(Source data)
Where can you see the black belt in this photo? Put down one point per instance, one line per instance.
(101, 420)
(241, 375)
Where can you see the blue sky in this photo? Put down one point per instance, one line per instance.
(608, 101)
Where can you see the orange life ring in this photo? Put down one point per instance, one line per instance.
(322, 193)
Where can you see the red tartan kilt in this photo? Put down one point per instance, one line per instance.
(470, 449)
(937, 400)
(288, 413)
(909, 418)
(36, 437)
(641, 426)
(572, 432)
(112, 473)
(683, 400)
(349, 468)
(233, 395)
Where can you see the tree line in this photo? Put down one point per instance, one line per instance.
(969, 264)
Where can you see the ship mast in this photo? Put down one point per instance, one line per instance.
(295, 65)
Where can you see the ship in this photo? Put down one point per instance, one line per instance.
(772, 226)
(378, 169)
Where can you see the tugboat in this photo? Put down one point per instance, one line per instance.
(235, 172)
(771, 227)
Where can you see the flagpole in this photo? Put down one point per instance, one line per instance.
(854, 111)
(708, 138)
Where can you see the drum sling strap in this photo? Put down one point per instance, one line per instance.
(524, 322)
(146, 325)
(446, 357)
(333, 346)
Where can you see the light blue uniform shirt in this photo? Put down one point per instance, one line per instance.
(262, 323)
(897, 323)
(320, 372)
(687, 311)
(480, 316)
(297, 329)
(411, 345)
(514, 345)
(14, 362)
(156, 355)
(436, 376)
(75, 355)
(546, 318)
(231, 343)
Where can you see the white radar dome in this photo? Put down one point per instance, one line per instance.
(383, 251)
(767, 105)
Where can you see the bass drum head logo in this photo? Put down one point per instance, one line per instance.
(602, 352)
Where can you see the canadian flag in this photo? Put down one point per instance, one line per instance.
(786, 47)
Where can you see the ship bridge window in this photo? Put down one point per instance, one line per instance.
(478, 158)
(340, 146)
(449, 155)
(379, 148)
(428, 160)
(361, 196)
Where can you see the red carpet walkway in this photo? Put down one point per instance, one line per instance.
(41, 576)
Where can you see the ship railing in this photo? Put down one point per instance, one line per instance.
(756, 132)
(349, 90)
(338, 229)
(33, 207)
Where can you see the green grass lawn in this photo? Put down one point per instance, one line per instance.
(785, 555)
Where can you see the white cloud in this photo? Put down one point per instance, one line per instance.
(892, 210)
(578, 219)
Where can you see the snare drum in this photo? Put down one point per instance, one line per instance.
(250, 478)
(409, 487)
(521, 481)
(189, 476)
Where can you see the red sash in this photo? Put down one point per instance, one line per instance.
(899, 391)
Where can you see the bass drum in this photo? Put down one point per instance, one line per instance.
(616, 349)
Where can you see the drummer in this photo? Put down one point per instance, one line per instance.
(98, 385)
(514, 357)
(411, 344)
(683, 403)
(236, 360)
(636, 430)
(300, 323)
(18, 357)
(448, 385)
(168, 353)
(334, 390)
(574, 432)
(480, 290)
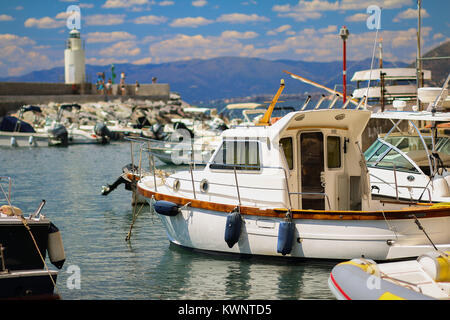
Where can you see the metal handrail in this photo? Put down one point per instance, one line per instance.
(8, 198)
(233, 167)
(313, 193)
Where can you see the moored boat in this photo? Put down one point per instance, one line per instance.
(296, 188)
(424, 278)
(15, 132)
(24, 244)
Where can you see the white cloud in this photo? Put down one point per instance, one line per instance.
(150, 20)
(166, 3)
(5, 17)
(147, 60)
(44, 23)
(282, 29)
(199, 3)
(105, 19)
(241, 18)
(121, 49)
(329, 29)
(124, 3)
(357, 17)
(8, 39)
(410, 14)
(86, 5)
(190, 22)
(239, 35)
(19, 55)
(97, 37)
(183, 47)
(305, 10)
(105, 61)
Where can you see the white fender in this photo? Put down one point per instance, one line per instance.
(55, 247)
(441, 187)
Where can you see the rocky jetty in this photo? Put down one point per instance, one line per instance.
(129, 113)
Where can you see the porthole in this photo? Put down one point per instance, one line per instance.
(176, 185)
(204, 186)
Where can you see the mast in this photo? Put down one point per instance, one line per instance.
(418, 58)
(382, 74)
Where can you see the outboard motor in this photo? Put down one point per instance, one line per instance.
(158, 131)
(102, 130)
(233, 228)
(59, 136)
(123, 178)
(55, 247)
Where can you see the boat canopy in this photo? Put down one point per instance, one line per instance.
(249, 105)
(31, 108)
(409, 115)
(390, 73)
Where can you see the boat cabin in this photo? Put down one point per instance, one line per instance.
(305, 160)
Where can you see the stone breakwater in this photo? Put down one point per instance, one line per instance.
(136, 113)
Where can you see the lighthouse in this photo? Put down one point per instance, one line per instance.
(74, 59)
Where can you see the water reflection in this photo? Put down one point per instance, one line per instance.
(94, 228)
(205, 276)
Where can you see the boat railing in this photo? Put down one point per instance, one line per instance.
(6, 195)
(235, 168)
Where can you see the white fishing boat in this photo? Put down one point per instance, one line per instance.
(413, 164)
(296, 188)
(15, 132)
(24, 244)
(424, 278)
(387, 83)
(70, 129)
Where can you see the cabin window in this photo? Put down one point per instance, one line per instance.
(243, 155)
(334, 152)
(286, 144)
(393, 157)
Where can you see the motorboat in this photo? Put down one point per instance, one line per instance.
(424, 278)
(58, 127)
(298, 188)
(16, 132)
(387, 83)
(413, 163)
(24, 244)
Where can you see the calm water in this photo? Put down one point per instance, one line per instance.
(94, 228)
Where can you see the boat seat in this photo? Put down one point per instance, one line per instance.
(420, 157)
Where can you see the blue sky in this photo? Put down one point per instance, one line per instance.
(32, 33)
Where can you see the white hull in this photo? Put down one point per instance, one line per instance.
(321, 239)
(20, 139)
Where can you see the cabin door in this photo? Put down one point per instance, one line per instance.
(311, 168)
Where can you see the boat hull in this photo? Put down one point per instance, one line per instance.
(313, 238)
(19, 249)
(29, 284)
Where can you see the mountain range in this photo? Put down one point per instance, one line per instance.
(200, 81)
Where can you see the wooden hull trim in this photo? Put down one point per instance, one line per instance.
(419, 210)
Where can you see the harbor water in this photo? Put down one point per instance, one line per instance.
(101, 265)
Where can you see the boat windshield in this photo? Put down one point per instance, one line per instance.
(242, 155)
(383, 156)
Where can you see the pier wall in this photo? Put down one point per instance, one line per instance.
(14, 95)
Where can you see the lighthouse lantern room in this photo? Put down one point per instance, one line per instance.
(74, 59)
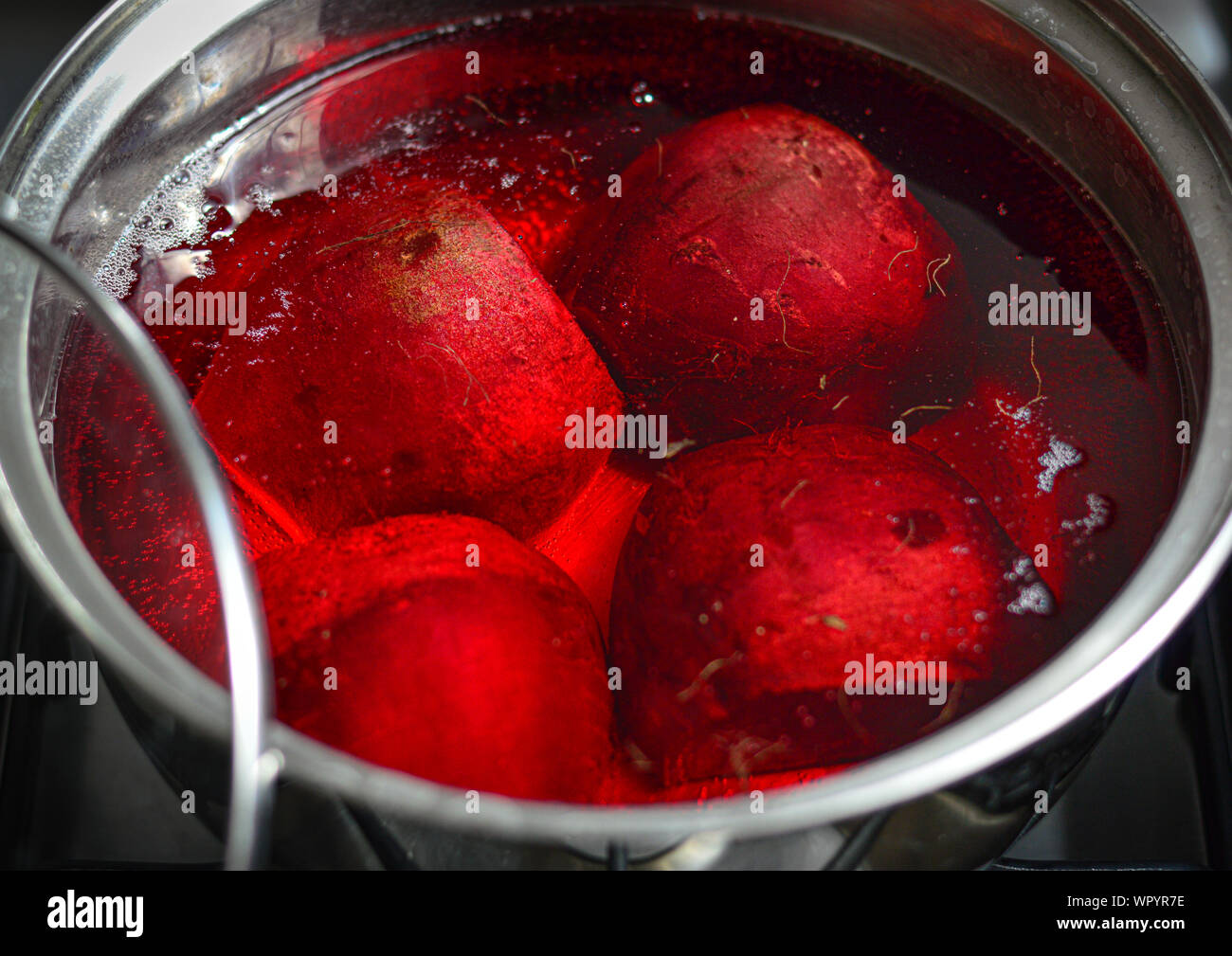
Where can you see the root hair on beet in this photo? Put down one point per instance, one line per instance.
(903, 253)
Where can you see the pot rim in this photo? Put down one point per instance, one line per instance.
(1141, 616)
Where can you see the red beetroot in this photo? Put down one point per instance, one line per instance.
(1003, 442)
(869, 547)
(859, 288)
(587, 537)
(487, 676)
(410, 320)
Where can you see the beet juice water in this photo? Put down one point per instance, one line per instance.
(633, 406)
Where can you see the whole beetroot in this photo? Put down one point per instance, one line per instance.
(758, 266)
(403, 356)
(759, 570)
(459, 655)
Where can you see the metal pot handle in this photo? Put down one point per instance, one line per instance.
(254, 764)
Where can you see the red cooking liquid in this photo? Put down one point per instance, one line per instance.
(562, 101)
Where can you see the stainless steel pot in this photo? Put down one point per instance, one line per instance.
(1124, 112)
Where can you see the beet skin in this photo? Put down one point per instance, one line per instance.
(861, 290)
(488, 677)
(402, 357)
(758, 569)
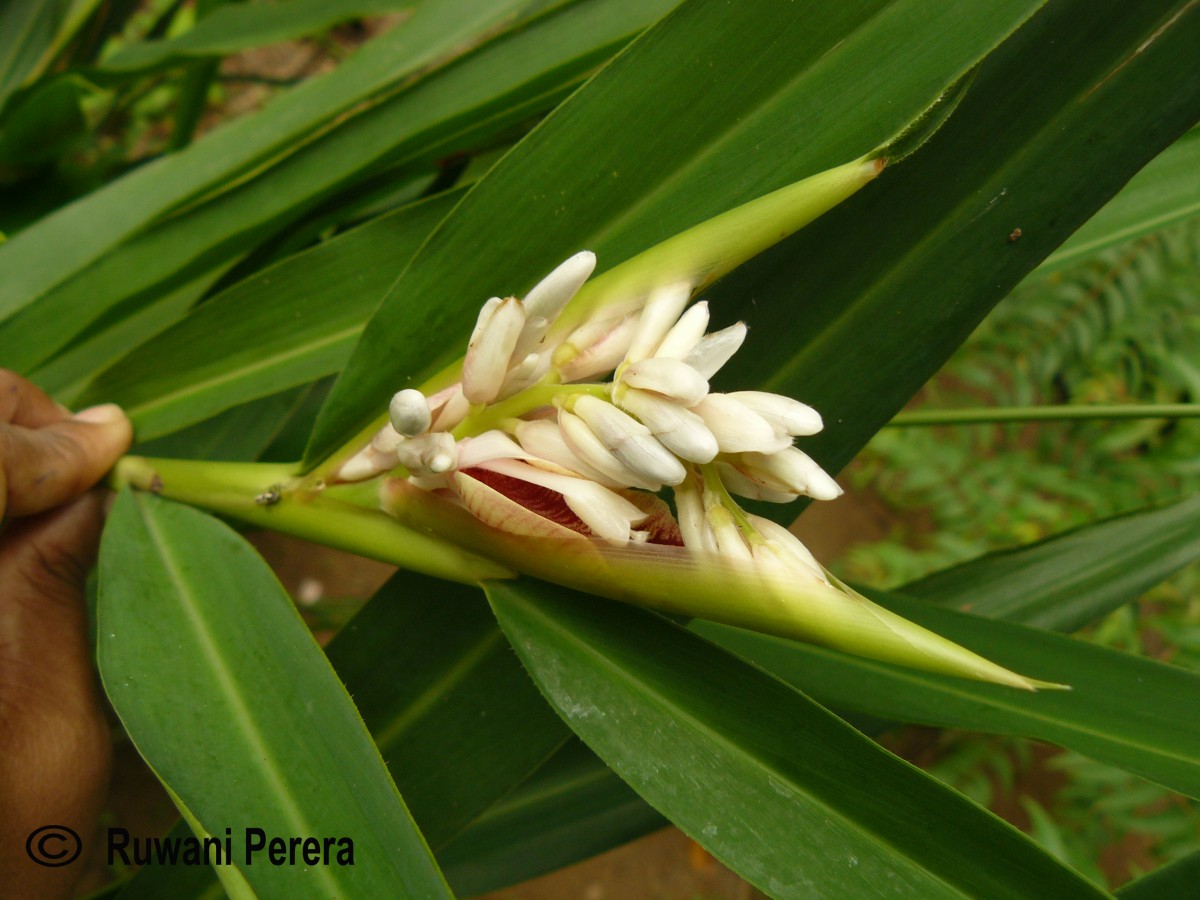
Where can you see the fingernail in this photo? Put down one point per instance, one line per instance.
(103, 414)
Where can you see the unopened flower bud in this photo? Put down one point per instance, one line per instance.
(409, 413)
(679, 430)
(738, 429)
(629, 441)
(491, 348)
(715, 349)
(669, 377)
(791, 417)
(685, 334)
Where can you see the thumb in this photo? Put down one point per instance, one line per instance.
(41, 468)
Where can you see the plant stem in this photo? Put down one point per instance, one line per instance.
(991, 415)
(271, 496)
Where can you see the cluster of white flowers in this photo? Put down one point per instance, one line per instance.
(533, 444)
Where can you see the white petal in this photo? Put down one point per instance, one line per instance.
(365, 463)
(661, 311)
(789, 415)
(550, 295)
(629, 441)
(685, 334)
(730, 541)
(544, 439)
(387, 439)
(669, 377)
(744, 486)
(595, 348)
(409, 413)
(715, 349)
(430, 454)
(738, 429)
(694, 525)
(681, 431)
(449, 408)
(491, 348)
(589, 449)
(791, 469)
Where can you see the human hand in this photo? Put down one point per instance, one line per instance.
(54, 741)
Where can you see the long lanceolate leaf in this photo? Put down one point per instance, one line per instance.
(1122, 709)
(777, 787)
(1072, 579)
(66, 241)
(675, 131)
(857, 311)
(220, 684)
(515, 75)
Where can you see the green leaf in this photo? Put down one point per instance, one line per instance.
(673, 132)
(28, 35)
(514, 76)
(1122, 709)
(859, 310)
(447, 701)
(1073, 579)
(65, 243)
(1165, 192)
(721, 748)
(289, 324)
(1177, 879)
(573, 808)
(191, 618)
(243, 27)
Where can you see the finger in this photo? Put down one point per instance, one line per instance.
(54, 742)
(45, 467)
(25, 403)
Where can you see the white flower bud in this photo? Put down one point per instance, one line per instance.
(491, 348)
(669, 377)
(679, 430)
(745, 486)
(629, 441)
(449, 408)
(409, 413)
(585, 444)
(694, 525)
(544, 439)
(594, 348)
(432, 454)
(785, 414)
(685, 334)
(738, 429)
(609, 515)
(661, 311)
(715, 349)
(790, 469)
(549, 297)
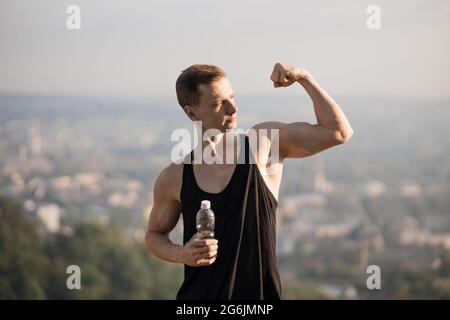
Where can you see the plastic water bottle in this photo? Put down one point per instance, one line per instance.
(205, 219)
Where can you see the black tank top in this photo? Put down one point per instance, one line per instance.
(246, 265)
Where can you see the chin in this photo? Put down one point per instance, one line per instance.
(231, 125)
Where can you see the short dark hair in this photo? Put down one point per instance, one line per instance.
(191, 78)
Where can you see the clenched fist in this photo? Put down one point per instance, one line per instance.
(283, 75)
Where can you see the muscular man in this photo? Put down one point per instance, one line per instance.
(240, 263)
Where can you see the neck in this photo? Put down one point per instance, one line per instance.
(218, 146)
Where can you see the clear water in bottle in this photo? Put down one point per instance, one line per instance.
(205, 219)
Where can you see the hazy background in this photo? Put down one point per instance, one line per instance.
(138, 48)
(86, 118)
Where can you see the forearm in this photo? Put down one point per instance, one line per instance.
(328, 113)
(161, 246)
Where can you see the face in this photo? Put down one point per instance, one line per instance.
(216, 108)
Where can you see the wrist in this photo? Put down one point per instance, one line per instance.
(303, 77)
(178, 254)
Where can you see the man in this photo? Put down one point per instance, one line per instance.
(240, 263)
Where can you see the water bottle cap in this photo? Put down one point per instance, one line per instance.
(205, 204)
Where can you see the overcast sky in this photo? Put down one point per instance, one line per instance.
(138, 48)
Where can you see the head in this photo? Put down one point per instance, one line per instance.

• _OBJECTIVE_: Copy everything from the line containing "Where can you see the cabin door" down to the line containing "(1141, 616)", substituting "seawater" for "harbor water" and keeping all else the same. Leave the pictures out of your copy.

• _SOLVED EXERCISE_:
Where can you see the cabin door in this photo? Put down one point per instance, one line per instance.
(311, 168)
Where can you see the boat hull in this photo? Put down one point per instance, one line per instance.
(313, 238)
(19, 249)
(29, 284)
Where can you see the mountain range in this photo? Put down one point per instance, one line per instance.
(200, 81)
Where can you see the wooden hull trim in this photo? Put down one point per instance, one line per instance.
(419, 210)
Where can you see the seawater in this photo? Put down one point per instance, one line per instance.
(101, 265)
Where can you see the boat windshield in this photo? Put down one point per instance, one line per instance.
(242, 155)
(383, 156)
Where can you see the pier wall in this photo? Put down one point per instance, one line per instance.
(14, 95)
Where can you see the lighthouse lantern room in this photo? Put down one point per instance, one line per instance.
(74, 59)
Where can you see the root hair on beet in this photo? Put down one point per instance, one line per instance.
(903, 253)
Where can you see the pot rim in this photo? Put down one point per instance, one line per instance.
(1141, 616)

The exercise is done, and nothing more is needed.